### Action item:
All entries below are to be written out again exactly, but no picture is to be copied.

### Task data:
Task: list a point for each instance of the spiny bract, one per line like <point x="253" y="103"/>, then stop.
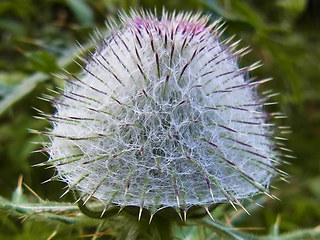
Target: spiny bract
<point x="162" y="116"/>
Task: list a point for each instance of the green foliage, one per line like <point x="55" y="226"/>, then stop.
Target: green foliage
<point x="39" y="37"/>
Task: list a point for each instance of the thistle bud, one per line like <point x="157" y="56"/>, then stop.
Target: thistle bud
<point x="162" y="116"/>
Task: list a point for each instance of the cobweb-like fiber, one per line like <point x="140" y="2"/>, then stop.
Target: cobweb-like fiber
<point x="162" y="116"/>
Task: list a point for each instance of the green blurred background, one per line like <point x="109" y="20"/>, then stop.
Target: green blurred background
<point x="37" y="37"/>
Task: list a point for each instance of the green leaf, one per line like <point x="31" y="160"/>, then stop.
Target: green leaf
<point x="43" y="62"/>
<point x="82" y="11"/>
<point x="26" y="86"/>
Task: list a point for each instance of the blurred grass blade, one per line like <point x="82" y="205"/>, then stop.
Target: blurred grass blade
<point x="26" y="86"/>
<point x="227" y="231"/>
<point x="82" y="11"/>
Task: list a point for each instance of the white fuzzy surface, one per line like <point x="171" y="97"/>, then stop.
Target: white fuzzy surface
<point x="179" y="131"/>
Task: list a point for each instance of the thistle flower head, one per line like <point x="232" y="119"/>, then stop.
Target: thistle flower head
<point x="162" y="116"/>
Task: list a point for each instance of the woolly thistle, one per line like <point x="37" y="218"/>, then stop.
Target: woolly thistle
<point x="162" y="116"/>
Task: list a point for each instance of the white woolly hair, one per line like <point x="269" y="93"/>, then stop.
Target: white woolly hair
<point x="162" y="116"/>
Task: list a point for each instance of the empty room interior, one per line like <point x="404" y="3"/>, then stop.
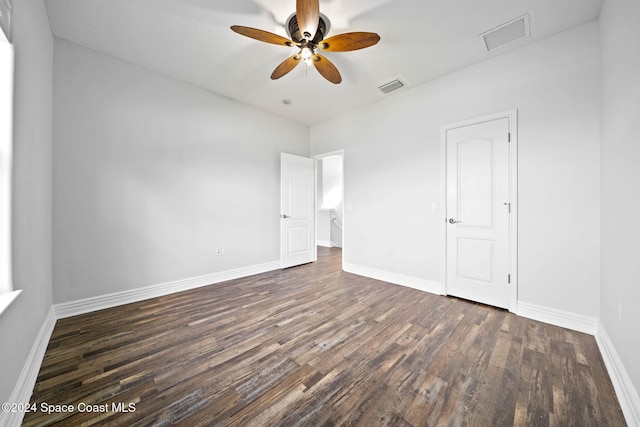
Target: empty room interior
<point x="390" y="212"/>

### Exercise solution:
Task: list a point for each instance of the spiny bract, one per line like <point x="253" y="103"/>, then stop.
Target: spiny bract
<point x="162" y="116"/>
Task: list a point for each instance of the green foliage, one per line like <point x="55" y="226"/>, then stop.
Target: green foliage
<point x="39" y="37"/>
Task: list a point for each instance of the thistle bud, one per line like <point x="157" y="56"/>, then stop.
Target: thistle bud
<point x="162" y="116"/>
Task: list a point for each instance of the cobweb-like fiber, one per line like <point x="140" y="2"/>, then stop.
Target: cobweb-like fiber
<point x="162" y="116"/>
Task: list a point for each instance of the green blurred background, one per line like <point x="109" y="20"/>, then stop.
Target: green blurred background
<point x="37" y="37"/>
Task: list a point for each instance of the green leaf, one per line like <point x="31" y="160"/>, then stop.
Target: green leaf
<point x="43" y="62"/>
<point x="82" y="11"/>
<point x="26" y="86"/>
Task: list a point for each instance of the blurred grass blade, one per line like <point x="82" y="205"/>, then stop.
Target: blurred grass blade
<point x="26" y="86"/>
<point x="227" y="231"/>
<point x="82" y="11"/>
Task: list a point for each instance of the white fuzzy surface, one per line like <point x="171" y="97"/>, then stop.
Target: white fuzzy surface
<point x="179" y="131"/>
Task: list a point for each instance of the thistle flower head, one per line like <point x="232" y="119"/>, then stop.
Target: thistle flower head
<point x="162" y="116"/>
Task: list a point for each instance of the woolly thistle, one per line like <point x="37" y="218"/>, then stop.
Target: woolly thistle
<point x="162" y="116"/>
Task: list a point for each instance of the white woolly hair, one per line like <point x="269" y="93"/>, then stop.
Target: white woolly hair
<point x="162" y="116"/>
Task: list a point for each instance of the empty room interior, one per line like <point x="404" y="3"/>, then stop.
Target: empty room interior
<point x="390" y="212"/>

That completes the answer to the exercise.